- **REQUEST**
Render the lines below, from the line with "Q: Point out the green" up to and including the line with "[409,287,448,310]", as a numbered list, leaving out any blank lines.

──────────

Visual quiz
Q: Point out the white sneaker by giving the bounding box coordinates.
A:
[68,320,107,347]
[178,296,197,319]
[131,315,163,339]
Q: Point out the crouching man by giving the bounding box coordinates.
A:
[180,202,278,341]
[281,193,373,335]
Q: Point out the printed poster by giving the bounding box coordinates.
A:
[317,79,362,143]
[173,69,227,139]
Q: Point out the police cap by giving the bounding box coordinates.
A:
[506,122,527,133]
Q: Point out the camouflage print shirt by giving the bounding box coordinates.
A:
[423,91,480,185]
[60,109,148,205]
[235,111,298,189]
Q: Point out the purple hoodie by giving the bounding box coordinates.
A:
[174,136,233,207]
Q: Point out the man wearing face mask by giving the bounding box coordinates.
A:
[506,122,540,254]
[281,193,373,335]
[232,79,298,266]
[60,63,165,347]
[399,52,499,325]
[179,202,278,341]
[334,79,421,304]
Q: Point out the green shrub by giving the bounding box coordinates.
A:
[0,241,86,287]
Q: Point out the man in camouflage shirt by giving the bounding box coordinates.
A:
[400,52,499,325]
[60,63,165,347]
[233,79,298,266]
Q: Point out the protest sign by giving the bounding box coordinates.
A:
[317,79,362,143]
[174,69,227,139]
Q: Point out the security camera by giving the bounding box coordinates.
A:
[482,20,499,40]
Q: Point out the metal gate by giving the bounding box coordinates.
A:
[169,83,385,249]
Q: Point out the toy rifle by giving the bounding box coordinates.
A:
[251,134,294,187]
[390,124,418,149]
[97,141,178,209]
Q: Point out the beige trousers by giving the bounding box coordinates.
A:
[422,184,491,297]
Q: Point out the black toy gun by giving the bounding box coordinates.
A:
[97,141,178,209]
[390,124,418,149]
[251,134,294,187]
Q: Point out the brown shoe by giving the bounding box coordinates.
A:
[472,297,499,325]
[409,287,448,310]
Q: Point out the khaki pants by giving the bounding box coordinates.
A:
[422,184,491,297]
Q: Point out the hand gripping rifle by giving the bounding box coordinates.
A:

──────────

- **WORKED SOLUTION**
1. Q: Point out the green shrub by giving the bounding box coordinates.
2. A:
3. [0,241,86,287]
4. Q: Point out the man in camouflage shirt by giving the bounding box coordinates.
5. A:
6. [400,52,499,325]
7. [60,63,165,347]
8. [233,79,298,266]
9. Q: Point out the protest sign by giving the bounding box coordinates.
10. A:
11. [317,79,362,143]
12. [174,69,227,139]
13. Q: Point out the security camera by giving the bounding box coordinates.
14. A:
15. [482,20,499,40]
16. Q: Point out the metal gate by giving the bounding box coordinates.
17. A:
18. [169,83,385,249]
19. Q: Point out the toy rifle by giving the bounding box coordinates.
20. A:
21. [251,134,294,187]
22. [390,124,418,149]
23. [97,141,178,209]
24. Q: Point out the beige trousers by giving the bounding box coordinates.
25. A:
26. [422,184,491,297]
27. Q: Point out the black toy gun by giving the bounding box coordinates.
28. A:
29. [97,141,178,209]
30. [390,124,418,149]
31. [251,134,294,187]
32. Q: Point out the brown shoe by giving the bounding box coordinates.
33. A:
34. [472,297,499,325]
35. [409,287,448,310]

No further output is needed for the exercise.